WHAT THE TASK ASKS
Can you continue the abstract on cancer drug-induced thrombotic microangiopathy from its last sentence?

TEXT PROVIDED
-------
Abstract
Cancer drug-induced thrombotic microangiopathy (DITMA) is an important and serious cause of kidney disease in cancer patients. In addition to classical chemotherapy, the increasing use of targeted therapy and immunotherapy has led to more oncotherapy-associated thrombotic microangiopathy (TMA). It is important for clinicians to recognize this potentially life-threatening adverse effect and gain knowledge of the patient’s clinical course and treatment response. In this paper, we report a patient with lung cancer, who was treated with three different classes of anti-neoplastic agents, gemcitabine, ramucirumab, and pembrolizumab. This patient subsequently developed renal-limited thrombotic microangiopathy(rTMA) requiring hemodialysis. The varying features of TMA caused by these therapies were discussed. We also described the clinical course, diagnostic challenges, and management of this patient.
-------
Phrase grounding data
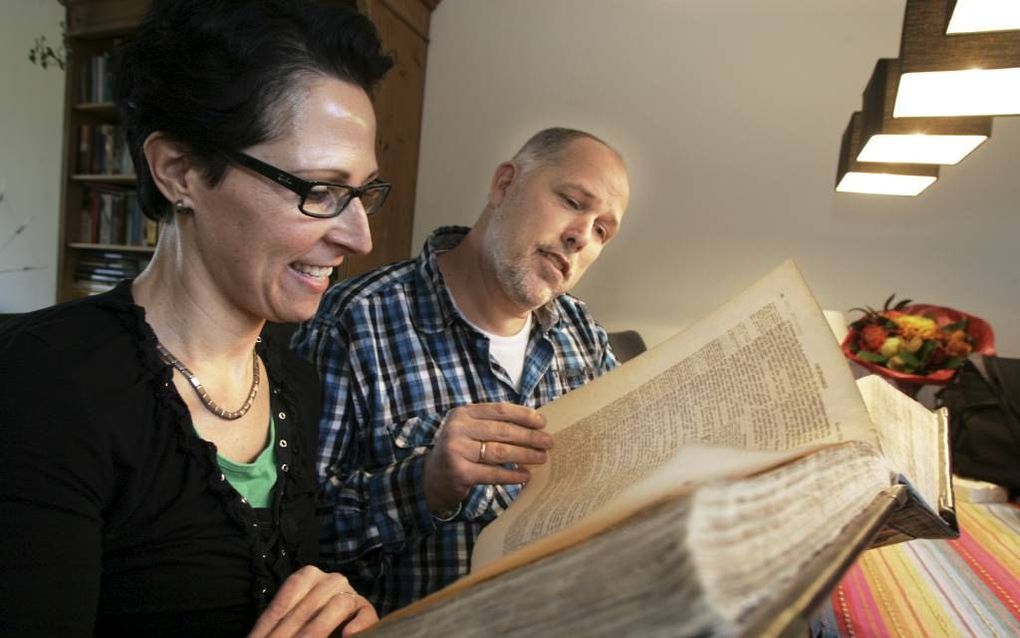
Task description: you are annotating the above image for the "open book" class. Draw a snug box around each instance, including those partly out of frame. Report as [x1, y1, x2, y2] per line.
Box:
[370, 261, 958, 638]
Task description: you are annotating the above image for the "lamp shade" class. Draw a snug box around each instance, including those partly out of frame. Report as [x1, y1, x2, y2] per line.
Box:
[835, 111, 938, 196]
[857, 58, 991, 164]
[946, 0, 1020, 36]
[894, 0, 1020, 117]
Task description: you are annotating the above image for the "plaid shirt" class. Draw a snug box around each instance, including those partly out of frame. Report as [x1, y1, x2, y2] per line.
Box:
[293, 227, 617, 615]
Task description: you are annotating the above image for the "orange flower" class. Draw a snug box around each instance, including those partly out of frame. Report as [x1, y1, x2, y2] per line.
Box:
[861, 324, 889, 352]
[946, 330, 974, 356]
[889, 314, 938, 340]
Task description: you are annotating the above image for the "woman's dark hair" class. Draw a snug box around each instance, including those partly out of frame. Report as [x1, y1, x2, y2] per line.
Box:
[114, 0, 393, 218]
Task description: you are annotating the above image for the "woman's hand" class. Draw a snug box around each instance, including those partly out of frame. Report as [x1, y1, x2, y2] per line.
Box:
[248, 567, 379, 638]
-------
TASK OUTPUT
Keywords: acute kidney injury (aki), cancer treatment side effects, anti-neoplastic therapy, cancer drug induced tma, thrombotic microangiopathy (tma)
Introduction
Thrombotic microangiopathy (TMA) associated with anti-neoplastic therapy is a severe complication that can disrupt cancer treatment and lead to significant morbidity and mortality. Ramucirumab, pembrolizumab, and gemcitabine are Food and Drug Administration (FDA)-approved therapies for the treatment of multiple cancers and have been independently associated with the development of TMA [1-3]. We describe a case of renal-limited TMA (rTMA) in a patient who received multi-drug therapy that included gemcitabine followed by a single dose of ramucirumab and pembrolizumab. She had a rapid and progressive decline in renal function. This case illustrated the severity of renal disease that can be associated with this multi-drug regimen. Furthermore, it detailed the diagnostic and therapeutic challenges that clinicians faced in identifying the culprit agent in a patient who was treated with combination anti-neoplastic therapy.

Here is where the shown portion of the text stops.